#### MATERIAL SUPPLIED
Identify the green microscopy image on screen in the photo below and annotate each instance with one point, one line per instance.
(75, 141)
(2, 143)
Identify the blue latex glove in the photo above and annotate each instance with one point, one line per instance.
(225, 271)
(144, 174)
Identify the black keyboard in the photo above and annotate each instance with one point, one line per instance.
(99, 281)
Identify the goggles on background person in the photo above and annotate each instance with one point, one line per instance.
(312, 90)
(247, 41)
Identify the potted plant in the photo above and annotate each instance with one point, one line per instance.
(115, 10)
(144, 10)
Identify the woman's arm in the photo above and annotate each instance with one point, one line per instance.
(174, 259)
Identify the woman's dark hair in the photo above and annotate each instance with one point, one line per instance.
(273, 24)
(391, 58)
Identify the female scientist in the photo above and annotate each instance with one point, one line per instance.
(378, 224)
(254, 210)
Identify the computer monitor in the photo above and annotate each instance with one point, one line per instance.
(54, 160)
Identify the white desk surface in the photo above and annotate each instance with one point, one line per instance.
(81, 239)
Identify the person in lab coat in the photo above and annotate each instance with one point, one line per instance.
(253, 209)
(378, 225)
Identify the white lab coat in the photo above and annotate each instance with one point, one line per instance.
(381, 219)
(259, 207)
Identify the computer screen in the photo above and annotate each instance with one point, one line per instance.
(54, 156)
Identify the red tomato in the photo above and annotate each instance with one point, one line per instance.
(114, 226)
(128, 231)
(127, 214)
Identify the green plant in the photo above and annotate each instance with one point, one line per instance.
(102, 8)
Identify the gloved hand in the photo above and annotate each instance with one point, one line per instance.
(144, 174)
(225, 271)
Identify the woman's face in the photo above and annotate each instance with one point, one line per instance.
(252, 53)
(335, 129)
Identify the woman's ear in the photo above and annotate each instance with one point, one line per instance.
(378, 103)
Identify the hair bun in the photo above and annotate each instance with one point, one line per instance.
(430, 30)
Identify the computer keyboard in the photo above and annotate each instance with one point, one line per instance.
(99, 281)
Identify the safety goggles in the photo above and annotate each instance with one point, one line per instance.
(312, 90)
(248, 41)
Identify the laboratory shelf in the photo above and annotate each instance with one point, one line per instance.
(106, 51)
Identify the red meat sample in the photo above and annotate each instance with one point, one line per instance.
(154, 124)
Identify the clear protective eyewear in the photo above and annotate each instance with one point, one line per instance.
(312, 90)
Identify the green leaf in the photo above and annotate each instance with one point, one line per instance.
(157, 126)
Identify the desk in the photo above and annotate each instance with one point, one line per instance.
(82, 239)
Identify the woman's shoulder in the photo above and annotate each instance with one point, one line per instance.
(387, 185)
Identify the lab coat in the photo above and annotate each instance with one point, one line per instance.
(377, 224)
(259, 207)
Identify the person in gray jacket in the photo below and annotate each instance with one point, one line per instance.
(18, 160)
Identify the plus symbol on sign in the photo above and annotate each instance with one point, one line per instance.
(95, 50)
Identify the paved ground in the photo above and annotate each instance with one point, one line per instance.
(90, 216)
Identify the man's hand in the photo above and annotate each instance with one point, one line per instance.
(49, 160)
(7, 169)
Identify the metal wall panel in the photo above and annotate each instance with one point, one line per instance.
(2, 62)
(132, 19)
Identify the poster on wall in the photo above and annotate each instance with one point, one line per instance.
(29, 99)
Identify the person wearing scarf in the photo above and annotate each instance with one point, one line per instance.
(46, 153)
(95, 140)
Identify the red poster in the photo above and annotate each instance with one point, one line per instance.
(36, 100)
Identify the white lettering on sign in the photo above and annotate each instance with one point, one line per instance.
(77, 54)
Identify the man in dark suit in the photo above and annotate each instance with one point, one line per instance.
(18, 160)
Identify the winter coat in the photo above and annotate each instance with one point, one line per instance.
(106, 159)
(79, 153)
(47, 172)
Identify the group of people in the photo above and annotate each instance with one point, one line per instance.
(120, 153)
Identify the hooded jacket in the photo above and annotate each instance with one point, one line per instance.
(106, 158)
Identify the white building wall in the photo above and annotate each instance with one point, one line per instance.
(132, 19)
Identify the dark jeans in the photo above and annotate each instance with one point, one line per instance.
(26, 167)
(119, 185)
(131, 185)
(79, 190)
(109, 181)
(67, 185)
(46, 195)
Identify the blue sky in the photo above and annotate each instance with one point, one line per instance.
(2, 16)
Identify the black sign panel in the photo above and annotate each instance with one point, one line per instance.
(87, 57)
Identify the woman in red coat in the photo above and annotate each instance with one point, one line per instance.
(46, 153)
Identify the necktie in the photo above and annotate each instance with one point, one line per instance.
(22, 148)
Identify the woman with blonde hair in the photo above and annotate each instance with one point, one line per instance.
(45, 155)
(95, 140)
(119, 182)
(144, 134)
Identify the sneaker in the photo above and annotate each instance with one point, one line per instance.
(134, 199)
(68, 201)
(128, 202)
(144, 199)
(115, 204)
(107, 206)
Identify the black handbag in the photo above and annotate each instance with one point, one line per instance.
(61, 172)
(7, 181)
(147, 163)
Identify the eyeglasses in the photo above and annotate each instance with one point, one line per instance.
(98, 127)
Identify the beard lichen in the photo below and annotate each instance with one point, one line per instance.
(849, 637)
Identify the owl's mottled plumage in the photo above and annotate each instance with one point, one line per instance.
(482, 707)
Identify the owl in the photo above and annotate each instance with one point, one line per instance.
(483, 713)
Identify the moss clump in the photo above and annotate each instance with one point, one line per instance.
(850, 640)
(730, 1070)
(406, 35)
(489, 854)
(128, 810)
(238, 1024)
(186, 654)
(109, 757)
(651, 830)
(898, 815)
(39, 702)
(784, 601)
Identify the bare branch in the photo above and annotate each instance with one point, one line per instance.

#### EXERCISE GOAL
Nothing but the lines from the one with "Identify the woman with" through the end of the data above should be repeated, each exactly as it stands.

#### TASK SOLUTION
Identify the woman with blonde hair in the photo above and annotate each instance with one point, one line per instance.
(45, 155)
(95, 140)
(119, 182)
(144, 134)
Identify the sneaker in the photo above and annotate each instance with one point, one line per instance.
(134, 199)
(68, 201)
(128, 202)
(144, 199)
(115, 204)
(107, 206)
Identify the black handbag in the photo above and annotate each instance with one point, one line per instance.
(61, 172)
(7, 181)
(147, 163)
Identify the eyeglasses in the photo above and annotate each instance with one point, one line per instance.
(98, 127)
Identify the beard lichen in the photo below and annotate each instance with one point, one line per instance.
(849, 637)
Identify the owl's mottled plumage in the photo above and annotate each instance with one point, one line per instance.
(482, 707)
Identify the owl in the photo above and annotate each instance with one point, one line per instance.
(483, 713)
Identify the moss clump in the photo above and annotate each instance with one point, one line per instance.
(850, 640)
(730, 1070)
(406, 35)
(489, 854)
(128, 810)
(238, 1024)
(186, 654)
(109, 757)
(651, 830)
(898, 815)
(39, 702)
(784, 601)
Identify the bare branch in the photo above and annotate each instance with one point, one line per instance.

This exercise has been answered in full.